### Short exercise
Each line from the one that contains "area --shape polygon" to the end of the material must be set down exactly, and no line before it.

### Data for processing
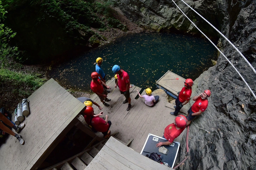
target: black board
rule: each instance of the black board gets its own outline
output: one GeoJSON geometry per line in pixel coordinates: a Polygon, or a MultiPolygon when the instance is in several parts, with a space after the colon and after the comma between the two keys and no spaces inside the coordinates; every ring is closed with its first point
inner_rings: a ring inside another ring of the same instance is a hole
{"type": "Polygon", "coordinates": [[[149,133],[140,154],[146,156],[147,154],[150,155],[150,153],[145,152],[157,153],[158,155],[161,155],[162,161],[165,164],[168,164],[168,166],[172,168],[175,163],[180,143],[173,142],[171,145],[162,145],[169,150],[169,152],[166,155],[160,153],[158,151],[159,148],[156,148],[155,145],[159,142],[164,142],[167,141],[167,140],[165,138],[149,133]]]}

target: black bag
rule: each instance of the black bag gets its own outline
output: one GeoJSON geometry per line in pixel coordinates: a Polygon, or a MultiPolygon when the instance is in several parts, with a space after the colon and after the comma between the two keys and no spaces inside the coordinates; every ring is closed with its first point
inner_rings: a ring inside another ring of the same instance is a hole
{"type": "Polygon", "coordinates": [[[163,162],[161,161],[161,158],[160,158],[161,155],[158,155],[157,154],[157,153],[152,152],[151,153],[150,152],[145,152],[145,151],[143,151],[143,152],[144,152],[148,153],[150,153],[150,155],[149,155],[149,156],[147,154],[146,155],[146,156],[147,157],[148,157],[149,159],[152,159],[153,161],[155,161],[159,162],[160,163],[163,163],[163,162]]]}

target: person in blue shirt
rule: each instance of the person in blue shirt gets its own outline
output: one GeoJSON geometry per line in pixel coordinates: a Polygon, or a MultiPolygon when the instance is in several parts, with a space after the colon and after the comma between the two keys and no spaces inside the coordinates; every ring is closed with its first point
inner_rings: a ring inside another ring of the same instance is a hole
{"type": "MultiPolygon", "coordinates": [[[[101,63],[102,63],[103,60],[100,57],[98,57],[96,59],[96,63],[97,64],[95,66],[95,70],[96,72],[98,73],[99,74],[99,78],[104,83],[106,83],[106,75],[103,71],[103,69],[101,67],[101,63]]],[[[105,87],[104,87],[105,88],[105,87]]],[[[107,90],[108,93],[110,92],[109,90],[107,90]]]]}

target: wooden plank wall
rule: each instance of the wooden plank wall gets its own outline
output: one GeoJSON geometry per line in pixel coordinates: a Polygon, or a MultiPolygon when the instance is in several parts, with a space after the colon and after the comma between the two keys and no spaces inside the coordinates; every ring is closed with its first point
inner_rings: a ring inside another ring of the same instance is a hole
{"type": "Polygon", "coordinates": [[[23,122],[26,126],[20,133],[25,145],[10,135],[0,147],[0,169],[35,169],[76,122],[76,117],[85,107],[52,79],[28,99],[30,113],[23,122]]]}

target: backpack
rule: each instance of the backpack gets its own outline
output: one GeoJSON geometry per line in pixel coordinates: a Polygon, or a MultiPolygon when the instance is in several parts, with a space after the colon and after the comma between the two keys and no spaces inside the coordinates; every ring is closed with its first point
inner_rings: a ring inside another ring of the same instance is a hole
{"type": "Polygon", "coordinates": [[[161,158],[160,158],[161,155],[158,155],[157,153],[152,152],[150,153],[148,152],[143,151],[144,152],[148,153],[150,153],[150,155],[149,156],[147,154],[146,156],[147,157],[148,157],[149,159],[153,160],[159,163],[162,164],[163,162],[161,161],[161,158]]]}

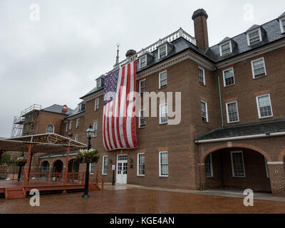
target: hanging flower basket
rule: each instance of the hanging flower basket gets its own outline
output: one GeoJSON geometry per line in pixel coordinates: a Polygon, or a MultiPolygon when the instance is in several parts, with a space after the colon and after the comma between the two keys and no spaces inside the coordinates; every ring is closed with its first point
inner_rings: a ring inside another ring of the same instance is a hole
{"type": "Polygon", "coordinates": [[[97,163],[100,155],[97,150],[79,150],[79,152],[76,155],[76,160],[81,163],[97,163]]]}
{"type": "Polygon", "coordinates": [[[17,166],[24,166],[26,163],[26,158],[25,157],[20,157],[15,160],[15,164],[17,166]]]}

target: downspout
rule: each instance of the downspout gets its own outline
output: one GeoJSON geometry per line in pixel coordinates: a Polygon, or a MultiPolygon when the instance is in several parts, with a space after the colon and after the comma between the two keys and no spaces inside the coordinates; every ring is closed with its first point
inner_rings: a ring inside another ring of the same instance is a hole
{"type": "Polygon", "coordinates": [[[219,99],[219,108],[221,111],[222,128],[224,128],[224,117],[222,114],[222,107],[221,86],[219,83],[219,73],[218,69],[217,69],[217,74],[218,76],[219,99]]]}

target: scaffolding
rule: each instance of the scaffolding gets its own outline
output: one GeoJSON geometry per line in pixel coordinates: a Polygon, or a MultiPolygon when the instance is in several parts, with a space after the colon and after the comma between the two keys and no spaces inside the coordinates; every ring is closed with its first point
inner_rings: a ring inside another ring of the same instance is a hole
{"type": "Polygon", "coordinates": [[[33,105],[24,109],[13,120],[11,137],[34,135],[38,133],[41,105],[33,105]]]}

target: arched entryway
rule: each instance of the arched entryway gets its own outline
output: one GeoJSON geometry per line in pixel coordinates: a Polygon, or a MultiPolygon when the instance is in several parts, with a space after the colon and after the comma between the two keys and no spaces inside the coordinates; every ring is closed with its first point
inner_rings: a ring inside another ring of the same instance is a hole
{"type": "Polygon", "coordinates": [[[206,152],[202,162],[204,188],[232,189],[271,192],[265,152],[251,148],[229,147],[206,152]]]}
{"type": "Polygon", "coordinates": [[[68,162],[68,172],[78,172],[79,162],[75,159],[71,159],[68,162]]]}
{"type": "Polygon", "coordinates": [[[57,160],[53,163],[53,172],[62,172],[63,170],[63,162],[61,160],[57,160]]]}

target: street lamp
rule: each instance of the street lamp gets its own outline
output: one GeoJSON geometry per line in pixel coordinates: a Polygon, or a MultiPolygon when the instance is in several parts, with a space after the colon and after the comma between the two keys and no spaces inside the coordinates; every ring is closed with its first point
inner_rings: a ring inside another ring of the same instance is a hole
{"type": "MultiPolygon", "coordinates": [[[[92,125],[90,125],[89,128],[86,131],[87,138],[88,138],[88,145],[87,149],[89,150],[91,149],[91,138],[93,136],[94,130],[92,128],[92,125]]],[[[88,185],[89,185],[89,162],[86,163],[86,172],[85,174],[85,187],[84,194],[82,195],[83,198],[89,197],[88,195],[88,185]]]]}

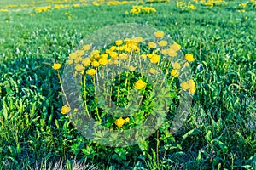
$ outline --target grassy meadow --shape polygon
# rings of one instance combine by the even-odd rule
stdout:
[[[256,2],[204,2],[1,1],[0,170],[256,169]],[[131,14],[136,4],[156,12]],[[177,133],[160,128],[142,144],[109,147],[61,113],[64,66],[52,65],[65,65],[95,31],[122,23],[164,31],[193,54],[196,88]]]

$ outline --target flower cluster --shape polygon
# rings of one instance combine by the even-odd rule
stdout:
[[[167,37],[163,31],[158,31],[154,32],[153,39],[143,39],[142,37],[132,37],[124,39],[117,39],[112,44],[105,46],[102,48],[98,48],[94,46],[94,44],[85,44],[81,46],[81,48],[73,53],[68,56],[67,64],[71,68],[73,68],[75,71],[73,76],[81,75],[84,77],[84,82],[88,82],[86,77],[90,77],[89,80],[92,83],[86,82],[83,85],[84,96],[86,98],[90,91],[89,86],[94,86],[94,88],[96,89],[96,80],[99,77],[109,75],[108,73],[114,71],[114,65],[123,65],[125,66],[124,74],[126,75],[125,77],[119,77],[119,81],[124,80],[123,82],[115,83],[115,86],[120,86],[123,83],[123,87],[127,89],[120,90],[120,87],[118,87],[118,93],[114,95],[117,95],[117,101],[121,99],[124,95],[122,92],[126,91],[129,94],[129,91],[131,88],[135,88],[138,93],[145,94],[148,93],[148,87],[152,87],[153,84],[148,82],[143,73],[140,73],[142,70],[145,70],[146,72],[154,76],[154,78],[158,79],[160,72],[163,71],[161,68],[164,68],[165,78],[160,78],[160,81],[164,81],[166,78],[171,77],[174,79],[177,76],[183,75],[183,71],[189,66],[189,62],[195,60],[193,54],[186,54],[185,56],[182,59],[181,55],[181,45],[177,42],[171,42],[167,41]],[[177,58],[177,60],[176,60]],[[144,64],[142,64],[144,63]],[[148,66],[149,65],[149,66]],[[53,65],[53,69],[58,70],[61,65],[58,63]],[[148,68],[147,68],[148,67]],[[125,70],[126,68],[126,70]],[[59,72],[58,72],[59,73]],[[128,75],[131,75],[129,76]],[[193,94],[195,91],[195,82],[188,77],[186,81],[181,82],[181,88]],[[108,76],[105,79],[108,80]],[[109,80],[109,82],[114,81],[114,77]],[[108,82],[108,81],[107,81]],[[86,88],[87,87],[87,88]],[[97,94],[96,91],[93,91],[95,105],[97,105]],[[113,93],[111,91],[110,93]],[[89,95],[91,96],[91,95]],[[85,102],[85,107],[87,107],[87,99],[84,99]],[[88,104],[89,105],[89,104]],[[106,105],[107,107],[107,105]],[[96,106],[96,112],[97,120],[101,122],[104,114],[100,113]],[[88,110],[88,109],[86,109]],[[70,111],[69,106],[64,105],[61,109],[62,114],[67,114]],[[88,116],[94,116],[90,111],[87,111]],[[113,116],[112,120],[114,122],[114,125],[118,128],[124,128],[125,124],[127,124],[129,127],[130,123],[135,123],[136,116],[131,116],[131,117],[116,117],[118,116]],[[127,126],[125,126],[127,128]]]
[[[125,12],[125,14],[150,14],[155,13],[156,9],[153,7],[143,7],[143,6],[133,6],[132,9]]]

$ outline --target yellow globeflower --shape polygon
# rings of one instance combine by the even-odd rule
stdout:
[[[154,75],[156,72],[157,72],[157,71],[156,71],[155,69],[154,69],[154,68],[150,68],[150,69],[149,69],[149,73],[150,73],[150,74]]]
[[[165,33],[163,31],[158,31],[156,32],[154,32],[154,36],[155,37],[163,37],[165,35]]]
[[[117,41],[115,42],[115,44],[116,44],[117,46],[120,46],[120,45],[122,45],[123,42],[124,42],[123,40],[117,40]]]
[[[189,62],[195,61],[195,59],[194,59],[194,57],[193,57],[193,54],[185,54],[185,58],[186,58],[187,61],[189,61]]]
[[[62,113],[63,115],[68,113],[69,111],[70,111],[70,107],[68,107],[67,105],[63,105],[61,107],[61,113]]]
[[[95,67],[97,67],[97,66],[100,66],[100,63],[98,61],[92,61],[91,65],[95,66]]]
[[[145,86],[147,85],[146,82],[143,82],[143,81],[142,80],[138,80],[137,81],[137,82],[135,83],[135,88],[138,90],[143,88]]]
[[[130,71],[135,71],[135,69],[136,69],[136,68],[135,68],[134,66],[132,66],[132,65],[130,65],[130,66],[129,66],[129,70],[130,70]]]
[[[194,88],[189,88],[189,94],[195,94],[195,89]]]
[[[93,76],[96,73],[96,71],[95,69],[89,69],[88,71],[86,71],[86,74]]]
[[[180,69],[181,65],[179,63],[175,62],[175,63],[173,63],[172,67],[173,67],[173,69]]]
[[[116,124],[116,126],[118,127],[122,127],[125,122],[125,120],[123,119],[122,117],[117,119],[114,123]]]
[[[177,55],[177,53],[174,51],[172,48],[167,49],[167,54],[170,57],[175,57]]]
[[[181,83],[180,86],[184,91],[189,88],[189,85],[187,82]]]
[[[89,58],[84,58],[82,60],[82,64],[84,65],[84,66],[89,66],[90,65],[90,60]]]
[[[187,82],[189,84],[189,88],[195,88],[195,83],[194,80],[192,80],[192,79],[189,80]]]
[[[160,60],[160,56],[157,54],[153,54],[153,56],[150,59],[151,63],[158,63]]]
[[[108,62],[108,59],[106,59],[106,58],[102,58],[102,59],[100,59],[100,60],[99,60],[99,63],[100,63],[101,65],[107,65]]]
[[[52,65],[52,68],[54,70],[59,70],[60,68],[61,68],[61,65],[59,63],[54,63],[54,65]]]
[[[154,43],[153,42],[149,42],[148,48],[156,48],[156,43]]]
[[[84,51],[88,51],[89,49],[90,49],[90,45],[89,45],[89,44],[84,45],[84,46],[83,46],[83,49],[84,49]]]
[[[177,70],[176,70],[176,69],[172,69],[171,71],[171,75],[172,76],[179,76],[179,71]]]
[[[85,54],[83,50],[78,50],[76,53],[79,57],[82,57]]]
[[[159,44],[160,46],[161,46],[161,47],[165,47],[165,46],[166,46],[166,45],[168,44],[168,42],[167,42],[167,41],[165,41],[165,40],[162,40],[162,41],[160,41],[160,42],[158,42],[158,44]]]
[[[146,55],[145,54],[143,54],[141,55],[141,57],[142,57],[142,60],[147,59],[147,55]]]
[[[125,122],[130,122],[130,117],[126,117],[125,118]]]
[[[69,59],[76,59],[78,54],[76,53],[72,53],[69,54]]]
[[[83,66],[83,65],[78,64],[75,66],[75,70],[79,72],[83,72],[84,71],[84,67]]]
[[[173,49],[174,51],[178,51],[181,49],[181,46],[179,44],[174,42],[170,46],[170,48]]]
[[[71,64],[73,64],[73,60],[67,60],[67,65],[71,65]]]

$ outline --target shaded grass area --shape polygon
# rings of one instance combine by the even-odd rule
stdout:
[[[42,159],[88,158],[101,169],[217,169],[256,167],[254,9],[227,6],[181,11],[154,4],[155,14],[125,15],[131,6],[64,8],[30,16],[0,13],[0,169],[29,168]],[[65,14],[70,14],[69,20]],[[248,17],[248,19],[246,19]],[[6,22],[8,19],[9,22]],[[51,64],[64,64],[94,30],[148,24],[192,53],[197,84],[185,125],[153,150],[108,148],[81,136],[60,114],[61,88]],[[166,151],[167,148],[167,151]]]

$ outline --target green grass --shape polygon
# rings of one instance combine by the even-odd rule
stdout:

### Written answer
$ outline --target shaded grass area --shape polygon
# rings of one instance combine by the even-odd rule
stdout:
[[[42,159],[88,158],[101,169],[217,169],[256,167],[254,9],[227,6],[181,11],[154,4],[155,14],[125,15],[131,6],[64,8],[30,16],[0,13],[0,169],[29,168]],[[65,14],[70,14],[69,20]],[[248,17],[248,19],[246,19]],[[6,22],[8,19],[9,22]],[[51,64],[64,64],[94,30],[148,24],[192,53],[197,84],[185,125],[153,150],[108,148],[81,136],[60,114],[61,88]],[[166,151],[167,148],[167,151]]]

$ outline --target green grass --shape polygon
# rings of one instance combine by the even-odd rule
stdout:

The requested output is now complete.